## What is needed
Can you convert the part of the listing that opens with the line containing "Return the outline of every instance of the large" and closes with the line containing "0 21 L 11 24", both included, into a numbered list, leaving out any blank lines and nothing else?

[Data extracted from a collection]

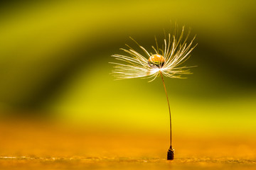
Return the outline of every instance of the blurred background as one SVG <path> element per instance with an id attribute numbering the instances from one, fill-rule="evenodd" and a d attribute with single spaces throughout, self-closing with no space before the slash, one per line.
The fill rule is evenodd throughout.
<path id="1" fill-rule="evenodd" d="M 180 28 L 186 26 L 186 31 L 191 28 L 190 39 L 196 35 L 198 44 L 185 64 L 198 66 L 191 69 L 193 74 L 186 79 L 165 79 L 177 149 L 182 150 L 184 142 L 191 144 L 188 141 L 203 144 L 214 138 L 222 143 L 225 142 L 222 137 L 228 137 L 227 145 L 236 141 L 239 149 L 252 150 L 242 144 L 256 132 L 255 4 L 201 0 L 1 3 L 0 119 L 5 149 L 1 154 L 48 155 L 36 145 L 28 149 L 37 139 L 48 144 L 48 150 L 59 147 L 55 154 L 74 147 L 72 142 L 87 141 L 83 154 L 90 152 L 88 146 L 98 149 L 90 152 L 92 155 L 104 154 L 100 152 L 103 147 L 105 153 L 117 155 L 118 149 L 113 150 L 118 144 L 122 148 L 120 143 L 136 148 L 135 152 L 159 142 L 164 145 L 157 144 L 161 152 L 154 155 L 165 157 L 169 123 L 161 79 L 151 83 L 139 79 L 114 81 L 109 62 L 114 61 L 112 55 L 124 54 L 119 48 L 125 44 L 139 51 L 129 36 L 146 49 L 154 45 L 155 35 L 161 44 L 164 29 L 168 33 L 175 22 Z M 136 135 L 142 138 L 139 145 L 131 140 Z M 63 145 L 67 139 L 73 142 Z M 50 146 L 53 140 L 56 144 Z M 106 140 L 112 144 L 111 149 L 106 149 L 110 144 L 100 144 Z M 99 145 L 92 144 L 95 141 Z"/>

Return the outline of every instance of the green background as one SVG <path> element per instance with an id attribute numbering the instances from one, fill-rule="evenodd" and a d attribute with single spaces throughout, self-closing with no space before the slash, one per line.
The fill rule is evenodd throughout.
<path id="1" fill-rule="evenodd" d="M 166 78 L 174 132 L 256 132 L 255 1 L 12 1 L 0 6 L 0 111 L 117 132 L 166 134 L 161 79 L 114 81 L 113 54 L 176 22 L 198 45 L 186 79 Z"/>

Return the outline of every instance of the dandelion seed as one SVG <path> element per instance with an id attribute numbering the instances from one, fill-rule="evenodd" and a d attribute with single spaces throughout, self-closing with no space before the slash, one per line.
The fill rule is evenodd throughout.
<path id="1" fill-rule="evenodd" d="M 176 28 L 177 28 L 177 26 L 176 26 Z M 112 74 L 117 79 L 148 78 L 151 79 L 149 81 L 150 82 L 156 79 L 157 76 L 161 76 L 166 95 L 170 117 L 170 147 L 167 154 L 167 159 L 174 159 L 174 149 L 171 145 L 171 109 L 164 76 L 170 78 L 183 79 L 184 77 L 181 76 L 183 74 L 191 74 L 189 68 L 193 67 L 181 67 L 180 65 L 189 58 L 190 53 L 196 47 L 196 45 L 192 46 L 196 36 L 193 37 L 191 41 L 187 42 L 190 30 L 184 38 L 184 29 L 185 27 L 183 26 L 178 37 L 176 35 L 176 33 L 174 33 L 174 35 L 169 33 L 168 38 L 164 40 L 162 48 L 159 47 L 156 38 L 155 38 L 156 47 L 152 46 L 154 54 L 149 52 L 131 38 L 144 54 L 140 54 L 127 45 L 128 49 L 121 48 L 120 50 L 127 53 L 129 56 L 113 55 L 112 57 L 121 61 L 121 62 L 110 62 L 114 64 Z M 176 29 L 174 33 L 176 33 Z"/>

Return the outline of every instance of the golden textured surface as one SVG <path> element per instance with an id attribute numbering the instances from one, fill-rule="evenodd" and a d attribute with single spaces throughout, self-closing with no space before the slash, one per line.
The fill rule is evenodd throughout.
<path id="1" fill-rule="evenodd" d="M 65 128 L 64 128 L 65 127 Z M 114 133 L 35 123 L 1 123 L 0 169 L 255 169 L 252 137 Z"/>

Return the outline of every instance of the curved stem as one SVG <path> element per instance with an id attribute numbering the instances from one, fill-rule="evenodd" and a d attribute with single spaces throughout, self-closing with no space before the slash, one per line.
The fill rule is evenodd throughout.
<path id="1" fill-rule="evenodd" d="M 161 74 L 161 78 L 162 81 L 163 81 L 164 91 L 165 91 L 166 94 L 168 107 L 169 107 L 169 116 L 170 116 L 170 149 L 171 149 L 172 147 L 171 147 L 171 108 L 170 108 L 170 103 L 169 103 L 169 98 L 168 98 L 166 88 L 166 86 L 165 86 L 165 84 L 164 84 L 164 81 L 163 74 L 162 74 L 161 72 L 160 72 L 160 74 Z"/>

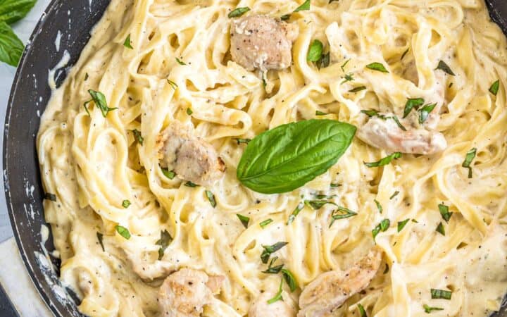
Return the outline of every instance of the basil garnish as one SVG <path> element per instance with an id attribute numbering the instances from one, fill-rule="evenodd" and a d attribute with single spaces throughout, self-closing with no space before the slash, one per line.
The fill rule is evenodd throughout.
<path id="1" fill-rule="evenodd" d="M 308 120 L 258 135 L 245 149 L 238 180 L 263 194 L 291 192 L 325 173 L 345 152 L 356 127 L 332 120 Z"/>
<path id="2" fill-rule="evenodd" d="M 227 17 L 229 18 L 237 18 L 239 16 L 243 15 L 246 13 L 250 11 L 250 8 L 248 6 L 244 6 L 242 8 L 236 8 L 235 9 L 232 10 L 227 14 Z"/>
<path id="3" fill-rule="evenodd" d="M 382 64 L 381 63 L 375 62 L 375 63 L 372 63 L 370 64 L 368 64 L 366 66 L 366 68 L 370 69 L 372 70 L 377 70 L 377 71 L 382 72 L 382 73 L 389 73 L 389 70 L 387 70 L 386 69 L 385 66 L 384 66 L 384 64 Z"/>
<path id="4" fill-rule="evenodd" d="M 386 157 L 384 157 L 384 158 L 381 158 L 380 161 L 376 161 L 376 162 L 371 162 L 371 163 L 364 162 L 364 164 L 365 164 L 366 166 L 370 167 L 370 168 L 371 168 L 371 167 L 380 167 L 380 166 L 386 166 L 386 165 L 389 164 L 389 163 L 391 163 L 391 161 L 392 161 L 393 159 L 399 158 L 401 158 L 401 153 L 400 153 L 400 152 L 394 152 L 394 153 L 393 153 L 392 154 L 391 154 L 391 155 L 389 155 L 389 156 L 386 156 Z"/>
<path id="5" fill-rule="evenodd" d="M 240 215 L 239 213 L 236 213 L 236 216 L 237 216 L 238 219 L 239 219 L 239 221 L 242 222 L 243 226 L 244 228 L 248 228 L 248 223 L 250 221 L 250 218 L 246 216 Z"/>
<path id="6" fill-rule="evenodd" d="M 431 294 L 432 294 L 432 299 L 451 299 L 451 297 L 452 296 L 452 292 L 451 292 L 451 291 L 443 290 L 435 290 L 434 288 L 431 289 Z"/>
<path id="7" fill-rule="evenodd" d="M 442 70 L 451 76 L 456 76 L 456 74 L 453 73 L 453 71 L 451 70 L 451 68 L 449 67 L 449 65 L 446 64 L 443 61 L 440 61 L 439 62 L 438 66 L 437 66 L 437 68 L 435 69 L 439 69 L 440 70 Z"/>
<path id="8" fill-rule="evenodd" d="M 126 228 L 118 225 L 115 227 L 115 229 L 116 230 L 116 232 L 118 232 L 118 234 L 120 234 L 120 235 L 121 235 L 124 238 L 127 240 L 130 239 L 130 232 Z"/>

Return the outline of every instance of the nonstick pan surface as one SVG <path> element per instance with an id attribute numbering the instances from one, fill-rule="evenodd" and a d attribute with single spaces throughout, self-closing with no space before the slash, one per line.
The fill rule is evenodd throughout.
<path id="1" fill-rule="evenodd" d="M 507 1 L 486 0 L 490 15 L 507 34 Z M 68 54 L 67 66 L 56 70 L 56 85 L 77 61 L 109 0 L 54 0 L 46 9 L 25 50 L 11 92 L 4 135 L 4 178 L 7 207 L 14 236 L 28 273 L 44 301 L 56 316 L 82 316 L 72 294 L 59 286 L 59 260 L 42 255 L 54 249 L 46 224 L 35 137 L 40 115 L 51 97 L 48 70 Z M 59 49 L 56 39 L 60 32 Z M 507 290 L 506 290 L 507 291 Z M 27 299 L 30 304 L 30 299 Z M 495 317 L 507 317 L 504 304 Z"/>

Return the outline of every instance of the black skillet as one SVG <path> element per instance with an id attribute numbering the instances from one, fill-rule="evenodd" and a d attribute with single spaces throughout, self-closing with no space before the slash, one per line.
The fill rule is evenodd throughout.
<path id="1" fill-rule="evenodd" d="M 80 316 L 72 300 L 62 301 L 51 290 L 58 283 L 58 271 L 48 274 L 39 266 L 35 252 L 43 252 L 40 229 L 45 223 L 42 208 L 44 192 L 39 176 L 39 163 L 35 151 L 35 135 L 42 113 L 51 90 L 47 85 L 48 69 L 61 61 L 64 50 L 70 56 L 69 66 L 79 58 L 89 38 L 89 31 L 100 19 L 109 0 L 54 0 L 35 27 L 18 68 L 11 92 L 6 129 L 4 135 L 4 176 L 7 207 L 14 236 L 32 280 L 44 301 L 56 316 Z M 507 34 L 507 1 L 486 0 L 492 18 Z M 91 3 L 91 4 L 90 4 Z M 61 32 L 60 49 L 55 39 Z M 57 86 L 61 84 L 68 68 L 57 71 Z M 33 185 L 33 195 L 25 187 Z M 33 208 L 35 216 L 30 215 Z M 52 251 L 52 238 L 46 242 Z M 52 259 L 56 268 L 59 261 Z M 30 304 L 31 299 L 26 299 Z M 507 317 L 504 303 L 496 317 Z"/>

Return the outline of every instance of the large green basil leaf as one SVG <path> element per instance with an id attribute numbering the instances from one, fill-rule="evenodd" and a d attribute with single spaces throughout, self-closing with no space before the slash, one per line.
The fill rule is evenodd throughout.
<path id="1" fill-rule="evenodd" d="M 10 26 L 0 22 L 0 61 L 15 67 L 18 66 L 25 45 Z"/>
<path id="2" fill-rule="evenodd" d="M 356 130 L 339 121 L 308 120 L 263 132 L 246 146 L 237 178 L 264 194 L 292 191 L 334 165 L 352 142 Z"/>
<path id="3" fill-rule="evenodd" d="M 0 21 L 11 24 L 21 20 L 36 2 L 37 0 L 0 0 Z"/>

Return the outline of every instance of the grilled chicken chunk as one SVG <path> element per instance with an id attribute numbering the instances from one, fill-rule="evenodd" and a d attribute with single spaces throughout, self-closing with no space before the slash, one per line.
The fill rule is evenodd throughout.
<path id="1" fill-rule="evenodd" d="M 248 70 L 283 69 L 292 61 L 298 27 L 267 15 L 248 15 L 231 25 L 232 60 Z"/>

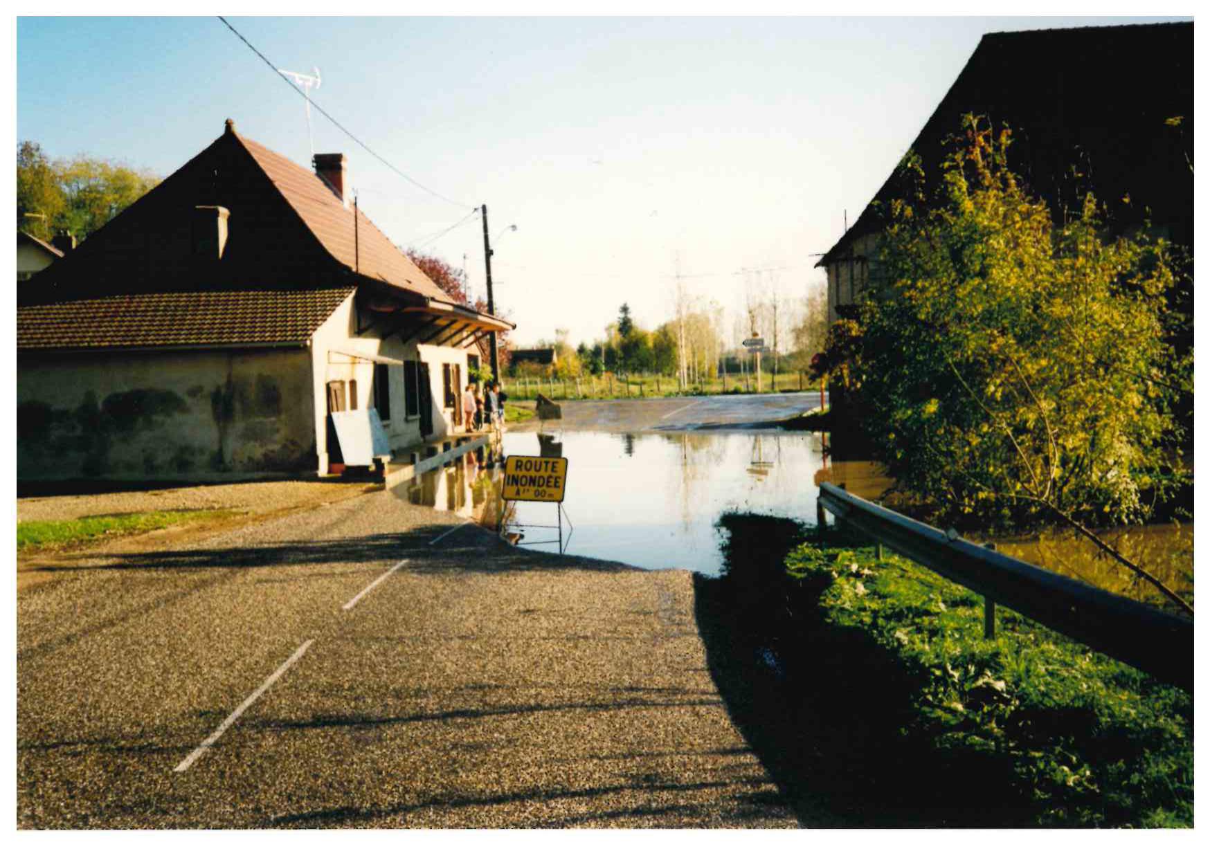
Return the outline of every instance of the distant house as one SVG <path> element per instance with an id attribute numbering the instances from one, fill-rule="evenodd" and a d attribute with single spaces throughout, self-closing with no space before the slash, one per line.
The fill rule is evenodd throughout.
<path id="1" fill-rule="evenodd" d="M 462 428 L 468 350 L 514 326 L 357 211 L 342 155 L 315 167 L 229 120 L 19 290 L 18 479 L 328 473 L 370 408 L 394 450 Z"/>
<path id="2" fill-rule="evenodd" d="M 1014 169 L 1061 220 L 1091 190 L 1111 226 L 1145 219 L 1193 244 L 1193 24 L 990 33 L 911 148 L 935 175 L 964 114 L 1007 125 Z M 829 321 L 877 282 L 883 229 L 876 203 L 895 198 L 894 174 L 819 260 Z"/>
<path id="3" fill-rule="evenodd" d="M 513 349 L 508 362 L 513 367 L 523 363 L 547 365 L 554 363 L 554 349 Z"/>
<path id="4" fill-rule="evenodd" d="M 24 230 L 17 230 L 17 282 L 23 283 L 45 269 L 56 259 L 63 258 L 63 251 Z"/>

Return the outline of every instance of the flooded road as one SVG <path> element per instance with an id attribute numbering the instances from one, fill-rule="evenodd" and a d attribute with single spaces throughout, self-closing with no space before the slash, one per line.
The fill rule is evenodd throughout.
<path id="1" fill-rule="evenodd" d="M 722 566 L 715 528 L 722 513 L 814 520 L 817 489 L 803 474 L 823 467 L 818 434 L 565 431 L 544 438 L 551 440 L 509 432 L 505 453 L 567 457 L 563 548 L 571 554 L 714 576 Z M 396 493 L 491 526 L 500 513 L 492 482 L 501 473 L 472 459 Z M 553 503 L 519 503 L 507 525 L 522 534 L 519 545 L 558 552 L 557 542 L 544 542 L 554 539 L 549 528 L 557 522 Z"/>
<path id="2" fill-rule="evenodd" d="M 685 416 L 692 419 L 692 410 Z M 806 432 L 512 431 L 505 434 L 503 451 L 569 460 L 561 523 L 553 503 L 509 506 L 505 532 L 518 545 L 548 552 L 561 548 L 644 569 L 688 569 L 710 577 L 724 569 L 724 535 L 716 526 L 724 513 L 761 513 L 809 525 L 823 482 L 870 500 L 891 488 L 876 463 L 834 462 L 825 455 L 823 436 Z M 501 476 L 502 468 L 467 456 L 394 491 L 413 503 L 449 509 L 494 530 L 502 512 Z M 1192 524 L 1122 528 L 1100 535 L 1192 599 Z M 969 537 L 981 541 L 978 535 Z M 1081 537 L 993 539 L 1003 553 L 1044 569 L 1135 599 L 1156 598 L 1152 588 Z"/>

## The answer
1. Return the outline of every instance of the large green basil leaf as one SVG <path> element per instance with an id attribute numbering the instances from one, fill-rule="evenodd" and a d attribute with single spaces throughout, self-closing with no space before the slash, one per line.
2. The fill rule is evenodd throughout.
3. <path id="1" fill-rule="evenodd" d="M 10 26 L 0 22 L 0 61 L 15 67 L 18 66 L 25 45 Z"/>
4. <path id="2" fill-rule="evenodd" d="M 356 130 L 339 121 L 308 120 L 263 132 L 246 146 L 237 178 L 264 194 L 292 191 L 334 165 L 352 142 Z"/>
5. <path id="3" fill-rule="evenodd" d="M 0 21 L 11 24 L 21 20 L 36 2 L 37 0 L 0 0 Z"/>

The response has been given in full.